__Text passage__.
—————
Sunday, February 3, 2008

Russian Fairy Tale the Fiend

The Fiend is perhaps one of the darkest fairy tales around, similar to the Blue Beard motif it is the story of a girl who falls in love with the perfict boy only to find out he is an fiend when she sees him eating a corpse in the grave yard.
The Fiend then goes on to kill both her parents and eventually her, she however manages to come back to life in order to defeat him.
Russia loved ghost stories, and they where very good at creating them perhaps thanks in part to their long winters.
Its interesting to note that the girl after being reserected can't go to church for 4 years, and when her new found husband (not the fiend) makes her go to church they suffer for it.

(Read The Fairy Tale Story)

This makes this story a sort of mixing of two lessons, one is that one should get to know the person before they agree to marry them, the second is a commonality in Fairy tales in general and that is that one should listen to their wife no matter what.
Unlike many of the latter types of tales the fiend has a the characters able to recover from the horror of their predicament.
It is interesting to see how although many have argued fairy tales are sexist they are in fact rarely are, at least not necessarly against girls. In fairy tales girls and boys are both just as likely to be the villions of the story. Whats more by disobaying their wife men will end up misrable this is more evidince that fairy tales where indeed old wives tales, stories told most often by women. One cannot forget however that they where often written down and altered by men, making them an interesting story.

Friday, January 25, 2008

Red Riding Hood Wolves and War

It is likely that in the wilder parts of Europe at one time wolves where not an uncommon sight, though shy around people they will at times watch and follow humans, or move past the village. People would have seen these animals and perhaps not minded them at all, and in some places people may have even spoken with and or revered them.
Wolves are of course predators but like many predators they do not as a rule tend to like the taste of humans.
This however can change, once an animal has eaten human enough they acquire a taste for it and so are more likely to attack, this is not necessarily simply a matter of an animal which is starving, at times it can occur for other reasons.
There are been a number of wars in Europe's history, wars which left many people dead, this often occurred as people began to move and spread out. Further plagues and other diseases often left millions of people dead. This mixed with potential famines gave wolves many opportunities to scavenge corpses, even as very little cubs.
The humans in such a situation could suddenly become food where they had never been food before, thus the reason Little Red might not have realized how bad the wolf was.

Of course there are many interpretations of this story, but the function of this blog is more to communicate random ideas on fairy tales.

Keep in mind that fairy tales change over time as people and cultures change and so many fairy tales are made up of different thoughts and ideas.

Introduction

I am an artist and psychologist who has been studying fairy tales and folklore for a number of years now. Unlike therapists which have studied this field I am a cross-cultural psychologist who has done research on solid tangible sciences such as physical human health across cultures.

I also have a passion for history and so I constantly attempt to integrate both history and culture into the understanding of folklore, which is obviously constantly growing and changing. Like any social field the study of fairy tales is constantly changing as are the opinions of those doing the research. There is also much disagreement about what different fairy tales mean and used to mean. It is not so metric as my other fields of study, at the same time of course it still requires a person to be reasonable, and logical using what they know of the cultures that the fairy tales came from and historical fact.
—————
__Information given__.
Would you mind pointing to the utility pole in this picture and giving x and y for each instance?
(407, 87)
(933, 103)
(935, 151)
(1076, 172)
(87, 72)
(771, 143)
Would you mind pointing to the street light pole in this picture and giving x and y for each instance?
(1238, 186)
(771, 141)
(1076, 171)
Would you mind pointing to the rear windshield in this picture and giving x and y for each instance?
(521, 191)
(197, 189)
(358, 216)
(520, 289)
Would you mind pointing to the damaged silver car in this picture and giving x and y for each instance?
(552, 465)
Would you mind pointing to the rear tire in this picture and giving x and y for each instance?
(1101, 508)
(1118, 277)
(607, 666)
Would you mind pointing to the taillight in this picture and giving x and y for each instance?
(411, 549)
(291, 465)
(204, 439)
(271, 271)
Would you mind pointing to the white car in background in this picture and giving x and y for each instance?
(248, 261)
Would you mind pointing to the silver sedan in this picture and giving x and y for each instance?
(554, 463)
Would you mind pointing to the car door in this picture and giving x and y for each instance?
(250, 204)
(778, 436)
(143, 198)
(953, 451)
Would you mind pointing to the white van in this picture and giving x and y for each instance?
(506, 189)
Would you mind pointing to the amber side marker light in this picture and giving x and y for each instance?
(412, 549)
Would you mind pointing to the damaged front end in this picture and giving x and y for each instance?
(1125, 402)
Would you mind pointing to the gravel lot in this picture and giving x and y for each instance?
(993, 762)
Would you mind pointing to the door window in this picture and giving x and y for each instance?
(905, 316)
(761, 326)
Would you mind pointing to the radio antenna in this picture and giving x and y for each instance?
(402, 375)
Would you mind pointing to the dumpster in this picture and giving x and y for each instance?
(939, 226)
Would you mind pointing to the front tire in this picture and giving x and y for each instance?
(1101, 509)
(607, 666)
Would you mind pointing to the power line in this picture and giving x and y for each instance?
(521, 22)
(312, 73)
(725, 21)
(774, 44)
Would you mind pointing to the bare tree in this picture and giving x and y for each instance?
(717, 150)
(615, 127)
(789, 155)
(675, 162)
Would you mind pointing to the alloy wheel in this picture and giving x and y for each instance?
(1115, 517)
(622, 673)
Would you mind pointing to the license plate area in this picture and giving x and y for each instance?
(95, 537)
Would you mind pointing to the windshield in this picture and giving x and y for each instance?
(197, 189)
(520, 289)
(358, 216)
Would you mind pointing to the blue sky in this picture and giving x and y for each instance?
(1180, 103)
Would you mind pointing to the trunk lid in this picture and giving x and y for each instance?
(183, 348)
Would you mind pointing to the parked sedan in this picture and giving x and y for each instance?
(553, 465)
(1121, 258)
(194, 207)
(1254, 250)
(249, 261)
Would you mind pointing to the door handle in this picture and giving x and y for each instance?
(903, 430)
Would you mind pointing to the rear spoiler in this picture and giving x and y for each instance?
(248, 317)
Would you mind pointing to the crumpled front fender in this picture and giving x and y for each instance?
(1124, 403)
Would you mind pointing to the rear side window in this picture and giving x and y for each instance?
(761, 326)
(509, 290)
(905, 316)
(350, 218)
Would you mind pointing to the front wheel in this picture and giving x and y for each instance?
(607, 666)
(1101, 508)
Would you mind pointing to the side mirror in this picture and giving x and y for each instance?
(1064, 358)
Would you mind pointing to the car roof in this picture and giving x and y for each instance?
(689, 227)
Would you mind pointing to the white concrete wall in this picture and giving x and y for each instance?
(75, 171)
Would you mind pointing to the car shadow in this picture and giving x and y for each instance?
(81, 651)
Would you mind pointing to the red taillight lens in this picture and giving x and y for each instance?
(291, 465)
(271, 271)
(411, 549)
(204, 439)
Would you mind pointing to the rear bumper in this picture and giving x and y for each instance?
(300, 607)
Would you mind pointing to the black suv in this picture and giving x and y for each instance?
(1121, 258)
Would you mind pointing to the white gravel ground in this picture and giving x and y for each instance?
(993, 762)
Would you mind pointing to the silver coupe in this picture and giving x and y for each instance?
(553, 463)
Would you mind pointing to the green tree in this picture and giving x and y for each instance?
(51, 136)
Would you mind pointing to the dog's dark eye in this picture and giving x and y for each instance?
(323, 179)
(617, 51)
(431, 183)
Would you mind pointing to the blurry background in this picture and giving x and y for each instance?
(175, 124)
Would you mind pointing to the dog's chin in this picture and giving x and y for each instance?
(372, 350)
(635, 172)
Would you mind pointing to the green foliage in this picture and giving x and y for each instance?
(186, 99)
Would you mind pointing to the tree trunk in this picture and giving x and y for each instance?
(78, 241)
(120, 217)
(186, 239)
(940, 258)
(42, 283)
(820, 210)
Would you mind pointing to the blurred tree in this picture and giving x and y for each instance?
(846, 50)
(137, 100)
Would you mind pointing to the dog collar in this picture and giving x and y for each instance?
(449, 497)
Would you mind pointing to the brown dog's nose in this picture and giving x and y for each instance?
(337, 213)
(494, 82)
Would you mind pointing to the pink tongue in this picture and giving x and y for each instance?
—————
__List of tasks__.
1 > According to the fairy tale blog, for how many years can the girl in The Fiend not go to church after she comes back to life?
2 > Which events does the fairy tale blog name as leaving corpses that gave wolves the chance to scavenge? List every one.
3 > Retype the fairy tale blog from "The humans in" to "the wolf was.".
The data above is separate from the fairy tale blog.

__Solutions per task__.
1 > Four years.

2 > Wars, plagues and other diseases, and famines.

3 >
The humans in such a situation could suddenly become food where they had never been food before, thus the reason Little Red might not have realized how bad the wolf was.